- **The records**:

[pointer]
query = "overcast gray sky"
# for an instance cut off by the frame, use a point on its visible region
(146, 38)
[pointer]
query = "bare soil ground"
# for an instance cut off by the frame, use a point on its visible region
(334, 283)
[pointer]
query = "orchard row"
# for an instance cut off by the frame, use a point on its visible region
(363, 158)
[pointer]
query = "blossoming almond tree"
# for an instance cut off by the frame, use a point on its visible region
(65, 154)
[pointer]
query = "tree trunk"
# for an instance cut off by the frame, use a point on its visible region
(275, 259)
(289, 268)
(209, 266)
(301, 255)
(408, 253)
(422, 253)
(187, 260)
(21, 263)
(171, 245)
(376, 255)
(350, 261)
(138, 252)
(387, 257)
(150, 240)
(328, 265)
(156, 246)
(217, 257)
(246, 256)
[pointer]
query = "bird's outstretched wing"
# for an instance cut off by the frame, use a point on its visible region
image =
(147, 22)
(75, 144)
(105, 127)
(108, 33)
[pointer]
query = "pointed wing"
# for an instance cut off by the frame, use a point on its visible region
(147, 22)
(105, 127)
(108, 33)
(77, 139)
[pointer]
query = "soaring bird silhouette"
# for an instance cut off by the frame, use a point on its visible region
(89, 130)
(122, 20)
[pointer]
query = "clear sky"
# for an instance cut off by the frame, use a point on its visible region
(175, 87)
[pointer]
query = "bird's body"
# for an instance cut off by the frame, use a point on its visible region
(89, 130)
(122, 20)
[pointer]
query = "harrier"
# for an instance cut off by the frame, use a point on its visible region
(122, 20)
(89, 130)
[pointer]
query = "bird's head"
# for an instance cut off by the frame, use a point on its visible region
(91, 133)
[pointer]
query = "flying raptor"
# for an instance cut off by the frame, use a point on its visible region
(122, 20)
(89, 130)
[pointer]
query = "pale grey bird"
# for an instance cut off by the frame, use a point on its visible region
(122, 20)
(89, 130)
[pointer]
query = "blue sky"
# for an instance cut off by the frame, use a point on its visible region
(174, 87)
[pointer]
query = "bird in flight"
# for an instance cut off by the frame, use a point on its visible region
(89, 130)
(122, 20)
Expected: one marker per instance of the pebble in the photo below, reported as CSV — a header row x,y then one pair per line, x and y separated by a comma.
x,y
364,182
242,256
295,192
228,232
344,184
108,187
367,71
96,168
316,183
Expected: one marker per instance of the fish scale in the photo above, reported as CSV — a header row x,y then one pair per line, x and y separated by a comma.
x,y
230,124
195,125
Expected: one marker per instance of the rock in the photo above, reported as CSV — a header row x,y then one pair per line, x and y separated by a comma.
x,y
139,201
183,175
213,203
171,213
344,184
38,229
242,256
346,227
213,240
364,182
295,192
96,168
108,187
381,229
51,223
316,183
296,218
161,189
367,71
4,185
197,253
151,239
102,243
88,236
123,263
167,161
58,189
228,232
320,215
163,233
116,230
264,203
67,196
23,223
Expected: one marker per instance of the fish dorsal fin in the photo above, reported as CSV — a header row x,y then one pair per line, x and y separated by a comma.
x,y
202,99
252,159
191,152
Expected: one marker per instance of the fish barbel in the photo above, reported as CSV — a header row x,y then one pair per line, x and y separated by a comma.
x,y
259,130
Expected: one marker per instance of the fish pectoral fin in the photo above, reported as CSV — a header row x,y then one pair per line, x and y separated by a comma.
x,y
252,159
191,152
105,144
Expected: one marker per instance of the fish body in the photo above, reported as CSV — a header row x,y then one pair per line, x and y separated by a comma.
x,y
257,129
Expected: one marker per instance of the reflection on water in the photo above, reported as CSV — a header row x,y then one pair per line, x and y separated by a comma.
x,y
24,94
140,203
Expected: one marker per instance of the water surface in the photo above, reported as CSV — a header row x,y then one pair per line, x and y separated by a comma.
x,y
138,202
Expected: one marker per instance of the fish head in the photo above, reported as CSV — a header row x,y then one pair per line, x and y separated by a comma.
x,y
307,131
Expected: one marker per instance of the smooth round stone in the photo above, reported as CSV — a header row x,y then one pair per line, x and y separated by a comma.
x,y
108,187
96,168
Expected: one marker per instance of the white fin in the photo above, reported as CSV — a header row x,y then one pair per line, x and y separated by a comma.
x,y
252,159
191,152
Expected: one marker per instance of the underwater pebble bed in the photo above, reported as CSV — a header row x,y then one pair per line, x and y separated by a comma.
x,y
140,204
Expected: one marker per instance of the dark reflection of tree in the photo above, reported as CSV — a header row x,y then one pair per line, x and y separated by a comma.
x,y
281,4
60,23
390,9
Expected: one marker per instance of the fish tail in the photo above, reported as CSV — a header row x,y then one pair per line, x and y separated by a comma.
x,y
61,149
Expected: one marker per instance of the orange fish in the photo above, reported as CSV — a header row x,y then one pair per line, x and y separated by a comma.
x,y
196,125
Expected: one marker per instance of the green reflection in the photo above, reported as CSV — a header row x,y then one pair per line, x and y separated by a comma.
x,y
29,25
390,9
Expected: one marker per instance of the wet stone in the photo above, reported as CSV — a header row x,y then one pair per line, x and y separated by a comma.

- **Try it**:
Copy out the full listing above. Keep every word as it is.

- **Answer to the exercise**:
[pointer]
query = "overcast gray sky"
# for an instance cut off by the frame, use a point on its visible region
(146, 38)
[pointer]
query = "bare soil ground"
# for an instance cut off by the frame, use a point on its visible region
(334, 283)
[pointer]
query = "orchard row"
# for an instance cut off by the frame, use a point on its visible region
(363, 158)
[pointer]
query = "blossoming almond tree"
# for an instance cut off by the frame, use a point on its visible region
(65, 154)
[pointer]
query = "tree trunk"
# for an instance cut off by the frame, use a point on its visible region
(275, 259)
(289, 268)
(209, 266)
(301, 255)
(408, 253)
(422, 253)
(187, 260)
(21, 263)
(171, 245)
(376, 255)
(350, 261)
(138, 252)
(387, 257)
(150, 240)
(328, 265)
(156, 246)
(217, 257)
(246, 256)
[pointer]
query = "bird's outstretched wing"
# for an instance cut off by the frame, use a point on its visible region
image =
(147, 22)
(75, 144)
(105, 127)
(108, 33)
[pointer]
query = "pointed wing"
# for an instance cut off by the frame, use a point on its visible region
(147, 22)
(105, 127)
(108, 33)
(77, 139)
[pointer]
query = "soaring bird silhouette"
# for an instance cut off by the frame, use a point on its visible region
(89, 130)
(122, 20)
[pointer]
query = "clear sky"
# for an instance cut off by the frame, use a point on its visible region
(175, 87)
[pointer]
query = "bird's body"
# for an instance cut off by the frame, use a point on its visible region
(89, 130)
(122, 20)
[pointer]
query = "harrier"
# for an instance cut off by the frame, use a point on its visible region
(122, 20)
(89, 130)
[pointer]
query = "bird's head"
# for an instance cut off by the frame, use a point on its visible region
(91, 133)
[pointer]
query = "flying raptor"
# for an instance cut off by the frame, use a point on its visible region
(122, 20)
(89, 130)
[pointer]
query = "pale grey bird"
# for an instance cut off by the frame, use a point on its visible region
(122, 20)
(89, 130)
[pointer]
query = "blue sky"
# for an instance cut off by the frame, use a point on its visible region
(174, 87)
[pointer]
query = "bird in flight"
# for an instance cut off by the frame, use a point on its visible region
(89, 130)
(122, 20)
Expected: one marker per instance of the pebble in the photo below, reported as CSV — a header row x,y then one pair per line, x and y separated by a comma.
x,y
364,182
242,256
295,192
228,232
344,184
108,187
367,71
96,168
316,183
Expected: one marker per instance of the fish scale in the photo above, reported as CSV — a header row x,y then one pair per line, x and y separated by a comma.
x,y
230,124
195,125
Expected: one marker per instance of the rock in the photo above, reported as CSV — a header row x,y then one pair per line, x and y separated by a comma.
x,y
139,201
183,175
213,203
171,213
344,184
38,229
242,256
346,227
213,240
364,182
295,192
96,168
108,187
381,229
51,223
316,183
296,218
161,189
367,71
4,185
197,253
151,239
102,243
88,236
123,263
167,161
58,189
228,232
320,215
163,233
116,230
264,203
67,196
23,223
Expected: one marker per instance of the fish dorsal fin in the photo above, reported as CSV — a header row x,y then one pair per line, x and y separated by a comma.
x,y
202,99
252,159
191,152
Expected: one marker per instance of the fish barbel in the photo above, reported as CSV — a header row x,y then one pair per line, x and y separated by a comma.
x,y
259,130
Expected: one marker per instance of the fish pectoral fin in the photo above, reported as CSV — a header row x,y then one pair per line, x and y separated by a comma.
x,y
252,159
191,152
105,144
Expected: one marker per instance of the fish body in the photo above, reported as CSV — a header row x,y then one pair per line, x and y separated by a comma.
x,y
257,129
Expected: one marker per instance of the reflection on water in the photo above, reported as CSV — a header row x,y then one pair per line, x and y separated by a comma.
x,y
24,94
140,203
Expected: one marker per instance of the water surface in the photo above, reported as CSV — a header row x,y then one pair per line, x and y separated by a comma.
x,y
138,202
Expected: one marker per instance of the fish head in the photo above, reported as CSV — a header row x,y then one pair per line, x and y separated by a comma.
x,y
307,131
Expected: one marker per instance of the smooth round stone in the photo above, reported as CSV — a header row x,y then one pair per line, x and y separated by a comma.
x,y
108,187
96,168
Expected: one marker per instance of the white fin in the photo above, reported as CSV — a header row x,y then one pair per line, x and y separated by a comma.
x,y
252,159
191,152
Expected: one marker per instance of the underwater pebble bed in the photo above, reported as CSV — a header row x,y then one pair per line, x and y separated by a comma.
x,y
140,204
Expected: one marker per instance of the dark reflection of tree in the photo above, reported as CSV — a header row x,y then one pair per line, x and y separated by a comma.
x,y
281,4
60,23
390,9
Expected: one marker per instance of the fish tail in the photo above, reported as CSV — a header row x,y then one pair per line, x and y separated by a comma.
x,y
61,149
Expected: one marker per instance of the orange fish in the photo above, reported as CSV — a header row x,y then one pair per line, x and y separated by a comma.
x,y
196,125
Expected: one marker per instance of the green reflection in the photo above, reported as CSV — a header row x,y then one pair per line, x and y separated by a comma.
x,y
29,25
390,9
Expected: one marker per instance of the wet stone in the photo above, reported as CSV — a header row x,y then one pair per line, x and y separated by a comma.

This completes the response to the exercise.